▶ **What you need to do**
Output part of the material below as a Markdown table with two columns, Index for a running row number and Text for the line itself, omitting blank lines. Begin at the line that contains "Running a dermatology lesion detector. Mark the blue" and stop after the line that contains "Running a dermatology lesion detector. Mark the gray".

▶ **Data for the task**
────────────────
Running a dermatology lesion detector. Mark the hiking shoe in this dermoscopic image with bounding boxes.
────────────────
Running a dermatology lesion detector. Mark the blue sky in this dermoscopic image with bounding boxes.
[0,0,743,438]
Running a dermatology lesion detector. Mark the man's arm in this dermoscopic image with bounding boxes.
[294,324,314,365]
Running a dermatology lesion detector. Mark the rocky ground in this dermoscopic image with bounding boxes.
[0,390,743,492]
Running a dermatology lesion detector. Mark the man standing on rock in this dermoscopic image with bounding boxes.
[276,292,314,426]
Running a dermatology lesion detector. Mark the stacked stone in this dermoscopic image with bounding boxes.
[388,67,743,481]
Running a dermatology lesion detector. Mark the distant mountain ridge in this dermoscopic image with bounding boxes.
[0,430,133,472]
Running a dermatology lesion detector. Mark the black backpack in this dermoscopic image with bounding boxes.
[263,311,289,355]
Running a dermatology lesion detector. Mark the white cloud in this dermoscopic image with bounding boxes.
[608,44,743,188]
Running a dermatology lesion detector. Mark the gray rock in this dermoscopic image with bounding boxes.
────────────────
▶ **Written answer**
| Index | Text |
|---|---|
| 1 | Running a dermatology lesion detector. Mark the blue sky in this dermoscopic image with bounding boxes. |
| 2 | [0,0,743,438] |
| 3 | Running a dermatology lesion detector. Mark the man's arm in this dermoscopic image with bounding boxes. |
| 4 | [294,324,314,365] |
| 5 | Running a dermatology lesion detector. Mark the rocky ground in this dermoscopic image with bounding boxes. |
| 6 | [0,390,743,492] |
| 7 | Running a dermatology lesion detector. Mark the man standing on rock in this dermoscopic image with bounding boxes. |
| 8 | [276,292,314,426] |
| 9 | Running a dermatology lesion detector. Mark the stacked stone in this dermoscopic image with bounding boxes. |
| 10 | [388,67,743,481] |
| 11 | Running a dermatology lesion detector. Mark the distant mountain ridge in this dermoscopic image with bounding boxes. |
| 12 | [0,430,133,472] |
| 13 | Running a dermatology lesion detector. Mark the black backpack in this dermoscopic image with bounding boxes. |
| 14 | [263,311,289,355] |
| 15 | Running a dermatology lesion detector. Mark the white cloud in this dermoscopic image with bounding boxes. |
| 16 | [608,44,743,188] |
| 17 | Running a dermatology lesion detector. Mark the gray rock in this dermoscopic image with bounding boxes. |